_Data for this task_.
■ ■ ■

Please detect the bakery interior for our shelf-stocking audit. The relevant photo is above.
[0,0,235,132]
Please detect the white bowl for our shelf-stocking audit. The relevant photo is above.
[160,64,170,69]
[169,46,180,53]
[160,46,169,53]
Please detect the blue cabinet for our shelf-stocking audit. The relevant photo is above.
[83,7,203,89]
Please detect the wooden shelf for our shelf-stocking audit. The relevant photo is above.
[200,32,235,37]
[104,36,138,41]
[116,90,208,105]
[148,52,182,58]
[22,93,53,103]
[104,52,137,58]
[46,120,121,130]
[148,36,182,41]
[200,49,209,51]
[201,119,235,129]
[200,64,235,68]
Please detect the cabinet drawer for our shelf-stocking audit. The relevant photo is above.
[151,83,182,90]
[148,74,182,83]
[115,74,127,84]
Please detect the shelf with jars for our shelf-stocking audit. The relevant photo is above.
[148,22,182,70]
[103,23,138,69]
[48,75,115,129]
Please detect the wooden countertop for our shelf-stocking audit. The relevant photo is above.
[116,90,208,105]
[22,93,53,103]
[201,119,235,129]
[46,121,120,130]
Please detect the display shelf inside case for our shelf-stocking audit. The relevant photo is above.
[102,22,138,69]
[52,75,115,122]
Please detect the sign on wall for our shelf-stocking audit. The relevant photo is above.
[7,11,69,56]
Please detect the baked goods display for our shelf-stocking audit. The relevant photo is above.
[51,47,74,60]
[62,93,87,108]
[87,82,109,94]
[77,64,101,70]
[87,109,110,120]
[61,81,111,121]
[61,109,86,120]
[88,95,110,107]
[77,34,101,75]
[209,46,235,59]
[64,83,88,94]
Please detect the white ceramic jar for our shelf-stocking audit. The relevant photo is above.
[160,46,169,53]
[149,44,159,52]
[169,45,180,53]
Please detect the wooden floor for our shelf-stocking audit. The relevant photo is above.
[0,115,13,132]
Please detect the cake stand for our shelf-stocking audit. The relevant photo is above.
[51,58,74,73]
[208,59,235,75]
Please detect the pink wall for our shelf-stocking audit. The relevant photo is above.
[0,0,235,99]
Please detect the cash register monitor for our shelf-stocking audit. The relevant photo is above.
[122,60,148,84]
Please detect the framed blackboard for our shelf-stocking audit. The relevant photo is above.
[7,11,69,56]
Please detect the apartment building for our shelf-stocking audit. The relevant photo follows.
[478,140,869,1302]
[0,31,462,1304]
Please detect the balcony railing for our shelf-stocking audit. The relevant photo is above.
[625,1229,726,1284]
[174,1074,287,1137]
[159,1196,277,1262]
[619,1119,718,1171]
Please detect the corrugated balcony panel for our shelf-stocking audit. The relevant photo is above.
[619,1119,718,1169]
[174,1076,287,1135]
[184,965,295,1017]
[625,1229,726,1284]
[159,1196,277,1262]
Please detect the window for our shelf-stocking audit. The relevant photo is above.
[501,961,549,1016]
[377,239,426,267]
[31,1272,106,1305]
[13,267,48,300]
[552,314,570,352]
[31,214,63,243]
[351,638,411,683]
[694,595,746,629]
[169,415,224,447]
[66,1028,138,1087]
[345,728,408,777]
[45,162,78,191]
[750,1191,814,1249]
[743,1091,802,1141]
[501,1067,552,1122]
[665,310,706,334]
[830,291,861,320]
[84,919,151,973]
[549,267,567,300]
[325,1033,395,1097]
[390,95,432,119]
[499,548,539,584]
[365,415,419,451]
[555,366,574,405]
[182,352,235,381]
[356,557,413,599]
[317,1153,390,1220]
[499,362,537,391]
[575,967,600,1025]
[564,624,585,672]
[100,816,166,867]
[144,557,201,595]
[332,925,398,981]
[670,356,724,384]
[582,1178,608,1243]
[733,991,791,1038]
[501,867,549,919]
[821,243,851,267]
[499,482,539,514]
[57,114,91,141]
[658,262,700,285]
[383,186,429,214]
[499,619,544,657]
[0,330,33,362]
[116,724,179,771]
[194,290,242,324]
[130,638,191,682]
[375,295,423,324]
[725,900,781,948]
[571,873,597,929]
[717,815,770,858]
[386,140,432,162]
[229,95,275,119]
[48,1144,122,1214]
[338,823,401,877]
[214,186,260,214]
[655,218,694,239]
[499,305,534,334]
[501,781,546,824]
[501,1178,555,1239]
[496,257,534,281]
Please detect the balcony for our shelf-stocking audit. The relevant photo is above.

■ ■ ■

_Direction_.
Make an exact copy of every entry.

_Problem solution_.
Please detect the bakery interior for our shelf-stocking audit. The relevant photo is above.
[0,0,235,132]
Please detect the white bowl for our shelf-stocking audit. The relevant photo is above.
[160,64,170,69]
[169,46,180,53]
[160,46,169,53]
Please detect the blue cabinet for our shelf-stocking audit. The relevant photo is above.
[83,7,203,89]
Please detect the wooden shelf for our shelf-stocking audit. The relevant photo is above.
[200,32,235,37]
[104,36,138,41]
[116,90,208,105]
[148,52,182,58]
[22,93,53,103]
[104,52,137,58]
[46,120,121,130]
[148,36,182,41]
[200,49,209,51]
[201,119,235,129]
[200,64,235,68]
Please detect the cabinet drawer for our shelf-stocking audit. The relevant photo is above.
[151,83,182,90]
[148,74,182,83]
[115,74,127,84]
Please detect the shelf with jars for our shelf-stocking audit. The relevant photo is above.
[148,22,182,70]
[103,23,138,69]
[48,75,115,129]
Please detect the wooden countertop for our shelf-stocking audit. The relevant photo is above.
[116,90,208,105]
[22,93,53,103]
[201,119,235,129]
[46,121,120,130]
Please detect the display shelf inside case for our shelf-stocking audit. The relevant photo is above.
[102,22,138,69]
[52,75,115,122]
Please detect the sign on wall for our shelf-stocking audit. The relevant photo is above.
[7,11,69,56]
Please detect the baked goods display for our shelf-stocking audit. The relevant photo is above.
[51,47,74,60]
[62,93,87,108]
[87,82,109,94]
[77,64,101,70]
[87,109,110,120]
[61,81,111,121]
[61,109,86,120]
[88,95,110,107]
[77,34,101,75]
[209,46,235,59]
[64,83,88,94]
Please detect the white ceramic jar for our shelf-stocking audit. The relevant photo is above.
[160,46,169,53]
[149,44,159,52]
[169,45,180,53]
Please detect the wooden floor for our shelf-stocking audit. The relevant photo is above.
[0,115,13,132]
Please detect the cake stand for our shelf-stocking audit. The relevant photo is above.
[51,58,74,73]
[208,59,235,75]
Please detect the pink wall for our shelf-stocking audit. The relevant photo is above.
[0,0,235,99]
Please detect the cash register monitor for our shelf-stocking audit. The relevant photo is above.
[122,60,148,84]
Please detect the framed blackboard for our shelf-stocking audit. The relevant photo is above.
[7,11,69,56]
Please detect the apartment building for our shelf-stocking audit. The relevant photo follows.
[478,140,869,1302]
[0,31,462,1304]
Please detect the balcony railing for our shelf-stocking audit. The relevant photo is above.
[625,1229,726,1284]
[174,1074,287,1137]
[159,1196,277,1262]
[619,1119,718,1171]
Please detect the corrugated balcony panel for our shelf-stocking audit. The relevant photo is above.
[619,1119,718,1169]
[174,1076,287,1135]
[184,965,295,1017]
[625,1229,726,1284]
[159,1196,277,1262]
Please detect the window for our shelf-stocking audit. The relevant photo is above.
[501,961,549,1016]
[377,239,426,267]
[31,1272,106,1305]
[13,267,48,300]
[552,314,570,352]
[31,214,63,243]
[351,638,411,683]
[694,595,746,629]
[169,415,224,447]
[66,1028,138,1087]
[345,728,408,777]
[45,162,78,191]
[750,1191,814,1249]
[743,1091,802,1141]
[501,1067,552,1122]
[665,310,706,334]
[830,291,861,320]
[84,919,151,973]
[549,267,567,300]
[325,1033,395,1097]
[390,95,432,119]
[499,548,539,584]
[365,415,419,451]
[555,366,574,405]
[182,352,235,381]
[356,557,413,599]
[317,1153,390,1220]
[499,362,537,391]
[575,967,600,1025]
[564,624,585,672]
[100,816,166,867]
[144,557,201,595]
[332,925,398,981]
[670,356,724,384]
[582,1178,608,1243]
[733,991,791,1038]
[501,867,549,919]
[821,243,851,267]
[499,482,539,514]
[57,114,91,141]
[658,262,700,285]
[383,186,429,214]
[499,619,544,657]
[0,330,33,362]
[116,724,179,771]
[194,290,242,324]
[130,638,191,682]
[375,295,423,324]
[725,900,781,948]
[571,873,597,929]
[717,815,770,858]
[386,140,432,162]
[229,95,275,119]
[48,1144,122,1214]
[338,823,401,877]
[214,186,260,214]
[655,218,694,239]
[499,305,534,334]
[501,781,546,824]
[501,1178,555,1239]
[496,257,534,281]
Please detect the balcony for our shelf-stocking audit. The relevant photo is above.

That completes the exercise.